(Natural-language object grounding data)
:::
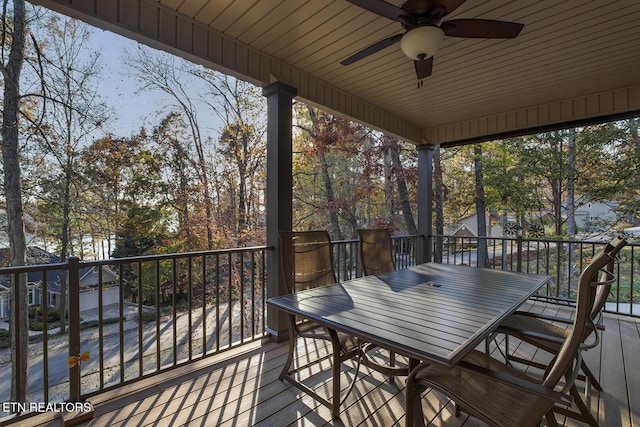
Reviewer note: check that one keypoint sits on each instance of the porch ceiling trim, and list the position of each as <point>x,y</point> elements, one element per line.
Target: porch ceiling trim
<point>575,62</point>
<point>160,27</point>
<point>594,108</point>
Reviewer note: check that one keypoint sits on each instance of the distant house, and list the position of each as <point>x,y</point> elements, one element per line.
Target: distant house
<point>35,283</point>
<point>468,227</point>
<point>595,216</point>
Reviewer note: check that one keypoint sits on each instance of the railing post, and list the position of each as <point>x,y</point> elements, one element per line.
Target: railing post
<point>519,258</point>
<point>74,326</point>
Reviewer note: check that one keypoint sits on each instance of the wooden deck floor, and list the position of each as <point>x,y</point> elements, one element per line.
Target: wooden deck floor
<point>241,388</point>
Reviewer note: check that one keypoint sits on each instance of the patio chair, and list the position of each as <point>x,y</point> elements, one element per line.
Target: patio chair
<point>545,332</point>
<point>499,394</point>
<point>308,263</point>
<point>377,258</point>
<point>375,251</point>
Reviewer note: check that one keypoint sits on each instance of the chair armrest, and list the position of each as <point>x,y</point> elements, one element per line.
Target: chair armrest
<point>545,317</point>
<point>558,300</point>
<point>532,334</point>
<point>525,385</point>
<point>522,333</point>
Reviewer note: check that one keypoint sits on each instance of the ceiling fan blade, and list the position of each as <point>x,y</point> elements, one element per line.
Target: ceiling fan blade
<point>447,6</point>
<point>423,67</point>
<point>376,47</point>
<point>380,7</point>
<point>481,28</point>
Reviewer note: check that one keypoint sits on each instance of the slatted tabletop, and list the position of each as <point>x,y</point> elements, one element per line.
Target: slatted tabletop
<point>431,312</point>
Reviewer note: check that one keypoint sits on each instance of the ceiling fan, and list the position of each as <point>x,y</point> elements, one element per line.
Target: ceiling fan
<point>425,30</point>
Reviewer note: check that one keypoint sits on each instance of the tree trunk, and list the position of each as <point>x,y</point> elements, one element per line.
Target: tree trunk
<point>438,195</point>
<point>13,193</point>
<point>571,176</point>
<point>326,179</point>
<point>403,192</point>
<point>483,255</point>
<point>388,184</point>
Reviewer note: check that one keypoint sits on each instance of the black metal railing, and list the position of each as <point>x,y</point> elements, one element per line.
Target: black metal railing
<point>149,314</point>
<point>407,251</point>
<point>562,259</point>
<point>154,313</point>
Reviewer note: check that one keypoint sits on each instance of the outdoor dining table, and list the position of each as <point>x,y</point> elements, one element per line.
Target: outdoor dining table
<point>433,313</point>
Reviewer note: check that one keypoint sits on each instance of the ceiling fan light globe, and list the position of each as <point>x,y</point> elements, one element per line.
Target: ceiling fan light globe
<point>422,42</point>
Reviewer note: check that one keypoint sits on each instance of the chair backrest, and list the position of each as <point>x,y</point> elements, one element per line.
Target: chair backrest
<point>307,259</point>
<point>602,292</point>
<point>563,362</point>
<point>375,251</point>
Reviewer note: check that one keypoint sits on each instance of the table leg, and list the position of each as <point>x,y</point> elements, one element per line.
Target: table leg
<point>337,362</point>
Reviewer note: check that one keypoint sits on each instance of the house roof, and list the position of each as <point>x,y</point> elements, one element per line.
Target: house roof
<point>574,62</point>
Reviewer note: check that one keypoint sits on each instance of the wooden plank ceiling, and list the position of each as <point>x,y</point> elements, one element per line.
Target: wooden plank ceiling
<point>575,60</point>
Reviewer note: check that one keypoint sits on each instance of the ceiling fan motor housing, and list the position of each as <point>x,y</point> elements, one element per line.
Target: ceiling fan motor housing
<point>422,42</point>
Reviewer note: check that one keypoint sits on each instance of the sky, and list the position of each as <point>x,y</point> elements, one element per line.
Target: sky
<point>118,89</point>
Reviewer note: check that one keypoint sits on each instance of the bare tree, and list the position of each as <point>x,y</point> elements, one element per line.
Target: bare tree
<point>11,69</point>
<point>168,74</point>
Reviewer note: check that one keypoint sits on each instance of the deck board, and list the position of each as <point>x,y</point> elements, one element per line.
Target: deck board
<point>241,387</point>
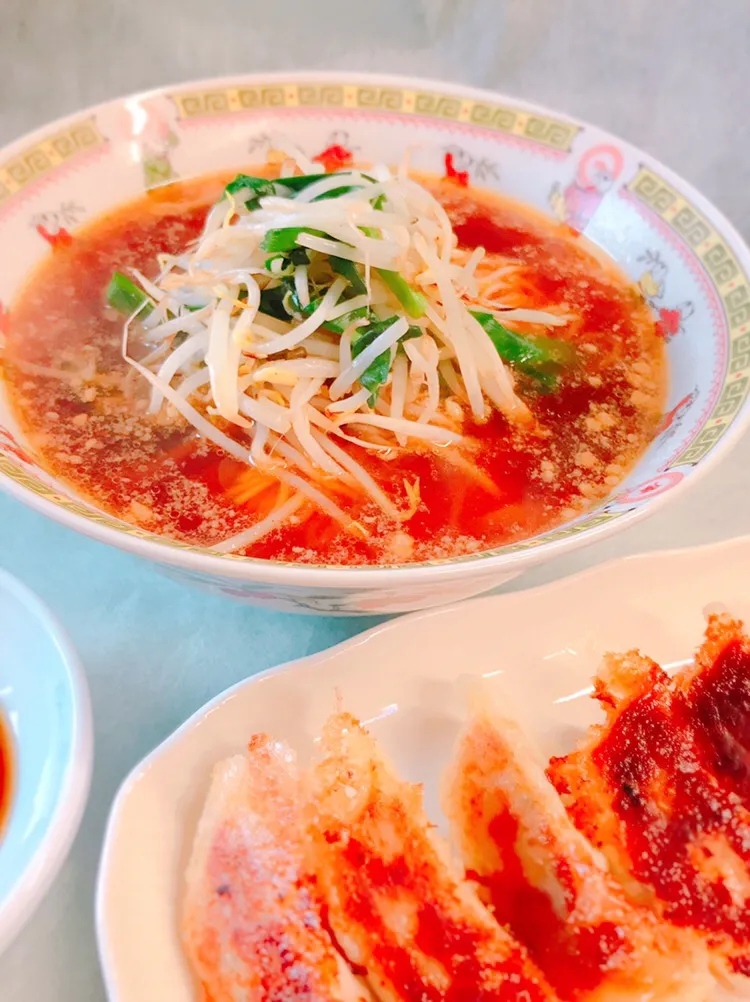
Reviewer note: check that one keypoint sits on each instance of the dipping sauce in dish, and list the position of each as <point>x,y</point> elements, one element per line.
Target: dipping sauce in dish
<point>521,374</point>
:::
Copy all entries exactly; skip pictures.

Reviewer note: check that one keypoint sits on each instance of the porch ceiling trim, and list the position of each as <point>x,y</point> elements, one element per line.
Target: porch ceiling trim
<point>575,62</point>
<point>160,27</point>
<point>594,108</point>
Reviewer note: check that one keypoint sits on each instance of the distant house, and list the position of each as <point>x,y</point> elements, one element per line.
Target: distant house
<point>35,283</point>
<point>468,227</point>
<point>595,216</point>
Reviewer note: check that one keypoint sits on each instance of the railing post, and list the position of each as <point>x,y</point> elements, one element per line.
Target: railing post
<point>519,258</point>
<point>74,326</point>
Reviewer note: check that one keypoint sits on each instance of the wooden deck floor, and list the position of each as <point>x,y</point> elements, one element per line.
Target: wooden deck floor
<point>241,388</point>
Reviewer note: check that one keypoint sits on each instance of the patio chair, and list the position of each as <point>x,y</point> elements, one element per line.
Target: patio chair
<point>545,332</point>
<point>499,394</point>
<point>308,263</point>
<point>377,258</point>
<point>375,251</point>
Reviewer note: check that one keypoint sits on each instance of the chair armrest, and list the position of each as <point>x,y</point> elements, one element per line.
Target: chair armrest
<point>545,317</point>
<point>558,300</point>
<point>532,334</point>
<point>525,385</point>
<point>522,333</point>
Reviewer note: check that one keypoint sits on each instance of the ceiling fan blade, and list the position of each as <point>x,y</point> elements, one element per line.
Target: ceiling fan blade
<point>447,6</point>
<point>423,67</point>
<point>376,47</point>
<point>380,7</point>
<point>481,28</point>
Reviewer note: check that one keypoint sits on each instance of the slatted tabletop, and list the position of each as <point>x,y</point> elements, one element per line.
Target: slatted tabletop
<point>431,312</point>
Reviewer note: check that one keypoint sits on each instance of the ceiling fan, and list the position of each as <point>x,y</point> elements, one element per line.
Target: ceiling fan
<point>425,30</point>
Reviewer note: check that one keypoint sits on each instance of the tree trunk, and list the position of each as <point>x,y</point> elements, one element per line.
Target: tree trunk
<point>438,195</point>
<point>13,193</point>
<point>571,176</point>
<point>326,179</point>
<point>403,192</point>
<point>483,255</point>
<point>388,184</point>
Reviewer note: check that one keypoint sits on each instance of the black metal railing, and list the position of each as <point>x,y</point> elements, one element per line.
Target: black metal railing
<point>149,314</point>
<point>407,251</point>
<point>562,259</point>
<point>154,313</point>
Reviewer note: check that one keypoint sits on each instance of the outdoor dining table, and list the position of each as <point>x,y</point> elements, one element per line.
Target: outdoor dining table
<point>433,313</point>
Reviewer note: check that one keypoint sits on each instance of the ceiling fan light globe, and list the position of each as <point>x,y</point> elements, one element per line.
Target: ceiling fan light globe
<point>422,42</point>
Reviewer note: check that one keypoint sits on each instance of the chair backrest, and list the position of each as <point>x,y</point> elements, one element per line.
Target: chair backrest
<point>307,259</point>
<point>602,292</point>
<point>563,362</point>
<point>375,251</point>
Reviewer note: check that one keypoint sits on each instance of the table leg, and list the position of each as <point>x,y</point> elements, one element per line.
Target: table leg
<point>337,362</point>
Reviewer note: check that one keypoint sits on each instance of the house roof, and list the position of each as <point>x,y</point> elements, one element per line.
Target: house roof
<point>574,62</point>
Reviewer note: check that one keypoint sits on each instance of the wooden plank ceiling, and list the position of each as <point>x,y</point> elements, one element per line.
Target: wooden plank ceiling
<point>575,60</point>
Reviewer note: check that one keypoint sits on each instance of the ceiling fan motor housing, and list the position of each as <point>x,y</point> elements, one element per line.
Target: ceiling fan motor housing
<point>422,42</point>
Reviewer note: check that one keypoint sits on each instance of the sky, and list the position of each as <point>x,y</point> elements, one element per line.
Target: sky
<point>118,89</point>
Reviewer note: check that one keypoint sits on each instance of the bare tree, and list the position of each as <point>x,y</point> elements, one element per line.
Target: bare tree
<point>11,69</point>
<point>168,74</point>
Reviewer note: check that one keypoint sits on each instance of the deck board, and list the position of each as <point>x,y</point> elements, one element per line.
Target: deck board
<point>241,387</point>
Reviewer note: check that one keypoint sits on each instance of the dipping sauce in dish, and list the position of each as <point>x,y</point> elements, one element per line.
Target: dipping sauce in dish
<point>521,374</point>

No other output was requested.